***** Page text
When you implement a statistical algorithm in a vector-matrix language such as SAS/IML, R, or MATLAB, you should measure the performance of your implementation, which means that you should time how long a program takes to analyze data of varying sizes and characteristics. There are some general tips that can help you eliminate bottlenecks in your program so that your program is fast as lightning! In fact, it is a little bit frightening how quickly you can become an expert in timing.
The following general principles apply regardless of the language that you use to implement the algorithm:
- Use simulation to construct test data of varying sizes. By simulating data, you can easily vary the size of the size while preserving distributional characteristics. For example, you might want to test an algorithm on data that are normally distributed and contain 25, 50, 75, and 100 thousand observations. (Each language has different techniques to simulate data efficiently. For SAS software, see Simulating Data with SAS.)
- Vary the distribution of the test data. Concentrate mainly on how the algorithm performs on typical data, but also test examples of "best case" and "worst case" scenarios for which the algorithm might run very quickly or very slowly. If the performance is affected by other factors such as the proportion of outliers or missing values, then include those factors in the study.
- If possible, construct timing tests that run between 0.1 and 1 seconds. This length is long enough to be reliably measured but short enough that you can run many tests. If you try to time very short intervals (less than a millisecond), you will discover that the operating system constantly performs unrelated background tasks that can interfere with your timings, which leads to noisy measurements. For ultra-short intervals (less than a microsecond), you can encounter an "uncertainty principle" phenomena in which the very act measuring the performance of an algorithm affects the performance that you are trying to measure.
- To reduce timing noise, call the routine multiple times and report the mean or median. If the performance can vary greatly (±20% or more), report the distribution of times by using quantiles or by displaying a box plot.
- Use a "burn-in" call to reduce the impact of overhead costs. The first time a routine is called, it might require the operating system to load DLLs or allocate a huge block of memory. When the routine is called a second time, the operating system might have cached the needed information. If so, subsequent calls could be considerably faster than the first.
- Use a line plot or box plots to present the performance results, where the vertical axis represents time and the horizontal axis represents the size of the data. If the performance characteristics depend on other factors, you can represent those factors by overlaying multiple lines or by constructing a panel of graphs.
**********
## Stated exercise A
Reproduce the part of the timing tips text that begins at the words "- To reduce" and stops after "a box plot.".
## Stated exercise B
Name every vector-matrix language that the timing tips text mentions.
Use only the timing tips text.
***** Record excerpts
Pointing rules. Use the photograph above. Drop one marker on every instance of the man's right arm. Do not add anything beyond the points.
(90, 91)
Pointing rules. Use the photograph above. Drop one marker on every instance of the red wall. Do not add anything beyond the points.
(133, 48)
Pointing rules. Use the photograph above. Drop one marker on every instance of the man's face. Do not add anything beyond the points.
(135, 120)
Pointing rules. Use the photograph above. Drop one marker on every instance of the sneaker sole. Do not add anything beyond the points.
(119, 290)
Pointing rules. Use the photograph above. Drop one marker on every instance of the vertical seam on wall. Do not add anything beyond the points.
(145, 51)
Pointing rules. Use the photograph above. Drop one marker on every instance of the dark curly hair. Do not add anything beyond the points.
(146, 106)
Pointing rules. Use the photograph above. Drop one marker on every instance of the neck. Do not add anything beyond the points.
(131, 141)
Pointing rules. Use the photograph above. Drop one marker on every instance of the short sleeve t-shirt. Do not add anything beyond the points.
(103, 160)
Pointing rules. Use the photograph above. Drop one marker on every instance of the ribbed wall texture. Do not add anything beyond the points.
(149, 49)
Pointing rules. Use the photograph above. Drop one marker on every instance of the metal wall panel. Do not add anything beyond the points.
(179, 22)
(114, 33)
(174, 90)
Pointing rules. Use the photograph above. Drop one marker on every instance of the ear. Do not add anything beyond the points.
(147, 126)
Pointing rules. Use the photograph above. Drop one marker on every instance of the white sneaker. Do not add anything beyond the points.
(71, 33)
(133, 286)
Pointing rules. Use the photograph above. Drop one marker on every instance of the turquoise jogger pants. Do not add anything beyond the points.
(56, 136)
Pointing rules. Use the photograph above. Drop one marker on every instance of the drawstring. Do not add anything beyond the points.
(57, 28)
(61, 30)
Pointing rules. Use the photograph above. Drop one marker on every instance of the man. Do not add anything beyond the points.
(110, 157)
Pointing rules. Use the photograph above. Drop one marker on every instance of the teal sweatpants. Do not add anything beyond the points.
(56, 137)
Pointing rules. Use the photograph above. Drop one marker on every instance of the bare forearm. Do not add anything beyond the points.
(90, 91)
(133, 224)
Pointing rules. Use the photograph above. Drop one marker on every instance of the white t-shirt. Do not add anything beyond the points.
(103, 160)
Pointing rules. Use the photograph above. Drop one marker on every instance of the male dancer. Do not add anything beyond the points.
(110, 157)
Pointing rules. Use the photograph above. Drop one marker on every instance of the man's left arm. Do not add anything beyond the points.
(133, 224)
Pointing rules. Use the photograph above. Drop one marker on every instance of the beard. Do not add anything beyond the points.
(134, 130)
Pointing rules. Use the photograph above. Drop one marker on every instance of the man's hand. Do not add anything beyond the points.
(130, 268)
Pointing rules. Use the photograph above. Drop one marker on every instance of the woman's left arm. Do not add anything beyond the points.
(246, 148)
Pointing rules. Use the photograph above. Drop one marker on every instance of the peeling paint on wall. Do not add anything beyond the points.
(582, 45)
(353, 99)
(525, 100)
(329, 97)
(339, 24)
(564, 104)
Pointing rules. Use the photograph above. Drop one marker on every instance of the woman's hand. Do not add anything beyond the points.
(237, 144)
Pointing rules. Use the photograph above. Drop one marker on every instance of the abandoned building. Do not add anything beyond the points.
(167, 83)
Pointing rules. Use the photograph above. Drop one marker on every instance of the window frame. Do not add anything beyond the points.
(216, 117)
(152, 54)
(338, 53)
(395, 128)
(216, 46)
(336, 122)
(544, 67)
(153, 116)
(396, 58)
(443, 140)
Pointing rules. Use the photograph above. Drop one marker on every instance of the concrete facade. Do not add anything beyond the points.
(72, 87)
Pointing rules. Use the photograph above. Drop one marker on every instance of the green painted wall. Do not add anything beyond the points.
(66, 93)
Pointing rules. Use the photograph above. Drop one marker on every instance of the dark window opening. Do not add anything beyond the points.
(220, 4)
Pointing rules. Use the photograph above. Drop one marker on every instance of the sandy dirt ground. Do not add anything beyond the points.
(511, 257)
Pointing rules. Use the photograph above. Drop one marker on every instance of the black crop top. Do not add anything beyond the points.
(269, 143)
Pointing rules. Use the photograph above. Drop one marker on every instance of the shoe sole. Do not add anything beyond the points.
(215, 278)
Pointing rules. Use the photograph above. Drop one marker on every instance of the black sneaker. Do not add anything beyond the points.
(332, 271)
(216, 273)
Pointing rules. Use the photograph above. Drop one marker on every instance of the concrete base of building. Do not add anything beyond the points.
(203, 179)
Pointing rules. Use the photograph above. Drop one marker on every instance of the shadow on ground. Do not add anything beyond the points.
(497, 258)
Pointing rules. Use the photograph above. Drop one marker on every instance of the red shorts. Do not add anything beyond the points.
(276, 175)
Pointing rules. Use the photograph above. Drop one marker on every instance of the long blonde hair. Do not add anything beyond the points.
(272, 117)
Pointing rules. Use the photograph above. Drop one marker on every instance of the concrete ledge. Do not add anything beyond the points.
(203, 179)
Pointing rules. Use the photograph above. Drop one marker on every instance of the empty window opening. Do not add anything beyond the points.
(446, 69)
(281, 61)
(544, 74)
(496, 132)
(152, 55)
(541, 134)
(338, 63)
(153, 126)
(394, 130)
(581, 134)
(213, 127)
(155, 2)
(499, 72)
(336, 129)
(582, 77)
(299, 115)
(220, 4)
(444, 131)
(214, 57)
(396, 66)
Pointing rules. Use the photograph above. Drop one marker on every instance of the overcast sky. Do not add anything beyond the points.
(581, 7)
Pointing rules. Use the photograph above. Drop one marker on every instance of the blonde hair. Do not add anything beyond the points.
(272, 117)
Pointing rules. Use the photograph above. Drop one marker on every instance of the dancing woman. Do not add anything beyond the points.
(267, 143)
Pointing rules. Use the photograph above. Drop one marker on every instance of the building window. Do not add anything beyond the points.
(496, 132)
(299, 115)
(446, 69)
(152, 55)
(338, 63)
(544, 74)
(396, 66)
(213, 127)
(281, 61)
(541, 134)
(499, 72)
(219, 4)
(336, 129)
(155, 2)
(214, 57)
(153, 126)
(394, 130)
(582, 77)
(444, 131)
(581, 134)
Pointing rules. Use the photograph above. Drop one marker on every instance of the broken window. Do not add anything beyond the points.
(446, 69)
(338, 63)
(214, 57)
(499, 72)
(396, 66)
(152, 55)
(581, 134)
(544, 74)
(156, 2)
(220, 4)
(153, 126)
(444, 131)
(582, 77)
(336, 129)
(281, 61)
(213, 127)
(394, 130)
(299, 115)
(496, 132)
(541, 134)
**********
## Written solution A
- To reduce timing noise, call the routine multiple times and report the mean or median. If the performance can vary greatly (±20% or more), report the distribution of times by using quantiles or by displaying a box plot.

## Written solution B
SAS/IML, R, MATLAB